**Problem statement:** Reproduce every entry below verbatim, with no changes.

Coordinate annotation entries:
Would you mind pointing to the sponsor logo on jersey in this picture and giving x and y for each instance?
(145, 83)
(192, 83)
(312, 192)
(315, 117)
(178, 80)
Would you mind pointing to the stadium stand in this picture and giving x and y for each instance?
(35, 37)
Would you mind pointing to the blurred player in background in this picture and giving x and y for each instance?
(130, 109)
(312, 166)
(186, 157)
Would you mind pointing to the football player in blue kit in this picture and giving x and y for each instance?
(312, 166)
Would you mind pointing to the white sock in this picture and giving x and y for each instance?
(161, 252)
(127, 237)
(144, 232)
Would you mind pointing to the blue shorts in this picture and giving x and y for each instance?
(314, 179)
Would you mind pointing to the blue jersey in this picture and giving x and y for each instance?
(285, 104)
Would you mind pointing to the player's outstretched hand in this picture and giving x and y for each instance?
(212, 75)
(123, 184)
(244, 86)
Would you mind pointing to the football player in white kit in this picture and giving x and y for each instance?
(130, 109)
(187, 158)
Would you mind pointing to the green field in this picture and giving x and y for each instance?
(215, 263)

**Task answer:**
Would you mind pointing to the sponsor logo on jersey in this picture and giving x and y for each instance?
(145, 83)
(192, 83)
(312, 192)
(315, 117)
(178, 80)
Would you mind pointing to the stadium stand in this picture and giving x and y for each instance?
(35, 37)
Would you mind pointing to the blurred player in background in this picture and giving x and y for each instance?
(130, 109)
(312, 166)
(186, 157)
Would you mind pointing to the football player in blue kit in this picture and giving x and y for each instance?
(312, 166)
Would you mind pointing to the white sock in this picture and giving x and y for each instance?
(161, 252)
(127, 237)
(144, 232)
Would you mind pointing to the blue shorts in this picture and giving x and y for each instance?
(314, 179)
Would you mind pointing to the blue jersey in this picture and giving x and y for each instance?
(285, 104)
Would you mind pointing to the player's outstretched hand in this picture and giving x and y for each instance?
(212, 75)
(123, 184)
(244, 86)
Would you mind pointing to the football player in white kit in this picture and giving x and y for each instance?
(130, 109)
(187, 158)
Would you mind pointing to the green field in this picture and giving x and y for each instance?
(215, 263)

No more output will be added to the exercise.